10. In this regard, PW.2-Virutthambal is none other than the mother of the first plaintiff. PW.3-Kannayiram and PW.4-Pandurangan have corroborated each other and also PW.1-Kasthuri. They spoke in one voice that the marriage was solemnised according to Hindu customs in Arulmigu Arunachaleswarar Temple, Tiruvannamalai. They have also clearly spoken about the fact that the father of Rajagopal (first defendant) had died when Rajagopal was five years old and hence it was his junior paternal uncle Annamalai, who arranged for the marriage. The first defendant, while deposing as DW.1, said that Annamalai was his senior paternal uncle's son. However, the said Annamalai was not examined on the side of the defendants. Though the defendants have chosen to examine the mother of the first defendant as DW.2, she did not open her mouth either admitting or denying the marriage of her son with the first plaintiff. No evidence contradicting the evidence adduced on the side of the plaintiffs regarding the alleged marriage between the first plaintiff and the first defendant was adduced through DW.2. As against the oral and documentary evidence adduced by the plaintiffs, which are more than sufficient, there is no other evidence, excepting the interested testimony of the first defendant, who deposed as DW.1, adduced on the side of the defendants. DW.1 has simply denied the marriage.

* _Recorded data_
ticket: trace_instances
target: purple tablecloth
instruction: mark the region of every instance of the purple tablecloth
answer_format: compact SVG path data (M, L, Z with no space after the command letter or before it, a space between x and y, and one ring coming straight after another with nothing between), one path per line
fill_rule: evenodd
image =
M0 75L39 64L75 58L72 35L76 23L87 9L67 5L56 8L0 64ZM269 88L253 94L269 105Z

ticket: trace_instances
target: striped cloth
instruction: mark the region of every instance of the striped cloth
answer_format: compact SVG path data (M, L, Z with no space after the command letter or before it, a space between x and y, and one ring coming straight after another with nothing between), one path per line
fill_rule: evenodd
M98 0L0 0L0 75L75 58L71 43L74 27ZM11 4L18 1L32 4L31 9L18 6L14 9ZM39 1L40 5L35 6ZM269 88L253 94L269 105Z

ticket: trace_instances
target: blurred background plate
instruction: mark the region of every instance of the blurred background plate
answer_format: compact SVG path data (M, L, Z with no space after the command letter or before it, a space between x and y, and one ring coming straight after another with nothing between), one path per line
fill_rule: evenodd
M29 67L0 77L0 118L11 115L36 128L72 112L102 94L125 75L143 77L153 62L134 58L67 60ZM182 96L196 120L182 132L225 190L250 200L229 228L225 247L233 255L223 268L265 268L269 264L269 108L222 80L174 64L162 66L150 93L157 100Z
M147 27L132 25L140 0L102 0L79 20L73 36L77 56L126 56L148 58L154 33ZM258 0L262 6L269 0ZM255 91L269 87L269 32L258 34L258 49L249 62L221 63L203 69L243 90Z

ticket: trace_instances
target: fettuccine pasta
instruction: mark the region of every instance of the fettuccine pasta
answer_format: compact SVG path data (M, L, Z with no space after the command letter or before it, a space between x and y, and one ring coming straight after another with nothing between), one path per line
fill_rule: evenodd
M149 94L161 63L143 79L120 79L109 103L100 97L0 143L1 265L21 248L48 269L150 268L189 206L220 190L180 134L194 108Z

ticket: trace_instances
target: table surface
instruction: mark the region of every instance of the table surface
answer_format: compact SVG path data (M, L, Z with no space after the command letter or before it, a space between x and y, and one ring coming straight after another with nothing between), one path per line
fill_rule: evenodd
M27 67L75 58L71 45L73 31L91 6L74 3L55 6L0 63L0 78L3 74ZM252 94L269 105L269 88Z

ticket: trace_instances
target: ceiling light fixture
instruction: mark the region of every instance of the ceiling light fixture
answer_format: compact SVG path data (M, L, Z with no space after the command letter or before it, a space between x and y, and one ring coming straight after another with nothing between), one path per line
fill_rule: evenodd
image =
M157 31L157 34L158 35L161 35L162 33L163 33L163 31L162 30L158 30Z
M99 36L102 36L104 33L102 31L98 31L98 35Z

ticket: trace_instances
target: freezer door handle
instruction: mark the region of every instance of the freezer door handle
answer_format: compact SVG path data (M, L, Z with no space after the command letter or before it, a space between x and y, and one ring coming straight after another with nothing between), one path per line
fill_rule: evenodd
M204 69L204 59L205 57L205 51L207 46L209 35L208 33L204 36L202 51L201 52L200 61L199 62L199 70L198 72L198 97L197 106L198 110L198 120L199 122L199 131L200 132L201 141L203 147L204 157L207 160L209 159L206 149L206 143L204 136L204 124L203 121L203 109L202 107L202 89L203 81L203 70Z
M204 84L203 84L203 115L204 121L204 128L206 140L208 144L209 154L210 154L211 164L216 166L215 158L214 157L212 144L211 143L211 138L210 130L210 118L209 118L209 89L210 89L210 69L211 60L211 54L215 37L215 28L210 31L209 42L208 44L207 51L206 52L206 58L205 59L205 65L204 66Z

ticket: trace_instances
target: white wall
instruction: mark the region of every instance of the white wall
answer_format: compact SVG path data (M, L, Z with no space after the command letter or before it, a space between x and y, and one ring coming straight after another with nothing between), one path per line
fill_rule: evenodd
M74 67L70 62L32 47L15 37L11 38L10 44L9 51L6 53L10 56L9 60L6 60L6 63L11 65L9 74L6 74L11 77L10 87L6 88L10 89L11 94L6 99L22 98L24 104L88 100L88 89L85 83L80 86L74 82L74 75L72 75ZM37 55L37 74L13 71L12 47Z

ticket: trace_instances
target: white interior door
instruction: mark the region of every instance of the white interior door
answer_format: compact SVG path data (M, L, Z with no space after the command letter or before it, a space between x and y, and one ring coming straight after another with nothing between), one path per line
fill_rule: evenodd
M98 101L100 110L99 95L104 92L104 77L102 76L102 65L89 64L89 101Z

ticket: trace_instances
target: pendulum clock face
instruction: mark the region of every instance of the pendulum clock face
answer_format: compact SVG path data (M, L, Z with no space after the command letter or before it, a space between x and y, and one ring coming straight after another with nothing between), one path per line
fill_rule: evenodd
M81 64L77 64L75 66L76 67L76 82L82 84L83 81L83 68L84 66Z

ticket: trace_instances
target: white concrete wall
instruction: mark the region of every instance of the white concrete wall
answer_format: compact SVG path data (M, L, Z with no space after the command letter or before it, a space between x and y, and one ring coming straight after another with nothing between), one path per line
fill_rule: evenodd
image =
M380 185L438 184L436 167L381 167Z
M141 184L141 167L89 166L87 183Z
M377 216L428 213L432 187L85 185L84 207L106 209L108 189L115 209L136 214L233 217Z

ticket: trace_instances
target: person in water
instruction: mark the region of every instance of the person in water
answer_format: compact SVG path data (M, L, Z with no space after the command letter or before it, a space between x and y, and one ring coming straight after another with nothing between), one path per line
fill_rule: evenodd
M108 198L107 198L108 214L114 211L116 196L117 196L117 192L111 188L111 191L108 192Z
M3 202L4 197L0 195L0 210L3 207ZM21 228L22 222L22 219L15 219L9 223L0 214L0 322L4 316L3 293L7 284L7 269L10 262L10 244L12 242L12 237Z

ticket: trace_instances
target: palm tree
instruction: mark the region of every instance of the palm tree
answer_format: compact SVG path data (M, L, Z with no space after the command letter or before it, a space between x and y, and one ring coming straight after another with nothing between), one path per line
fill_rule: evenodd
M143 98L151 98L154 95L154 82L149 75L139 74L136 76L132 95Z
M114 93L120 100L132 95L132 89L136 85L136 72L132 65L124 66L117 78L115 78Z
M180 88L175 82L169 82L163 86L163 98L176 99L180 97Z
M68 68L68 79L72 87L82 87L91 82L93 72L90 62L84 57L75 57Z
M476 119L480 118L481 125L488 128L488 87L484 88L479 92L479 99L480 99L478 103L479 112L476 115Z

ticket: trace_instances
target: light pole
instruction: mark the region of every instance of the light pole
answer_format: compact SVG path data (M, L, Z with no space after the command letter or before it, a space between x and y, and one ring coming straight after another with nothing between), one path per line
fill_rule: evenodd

* _What is expected_
Write the next part of the court judgment on the disputed marriage, picking up right after its final sentence.

* _Answer to this task_
11. In addition to the above the said evidence adduced both oral and documentary, the plaintiffs have also produced Ex.A5-birth certificate of the second plaintiff, in which the first plaintiff and the first defendant are shown as his parents. The trial court, on a proper appreciation of the said evidence came to a correct conclusion that the first plaintiff Kasthuri was a legally wedded wife of Rajagopal, the first defendant. Learned lower appellate judge also, on re-appreciation of evidence, concurred with the said finding of the trial court. The concurrent findings recorded by the courts below in this regard is neither defective nor infirm, much less perverse and there is no scope for interfering with the same. Similarly, the findings of the courts below that the second plaintiff Pannerselvam is the son of the first plaintiff and the first defendant born out of lawful wedlock also deserves no interference.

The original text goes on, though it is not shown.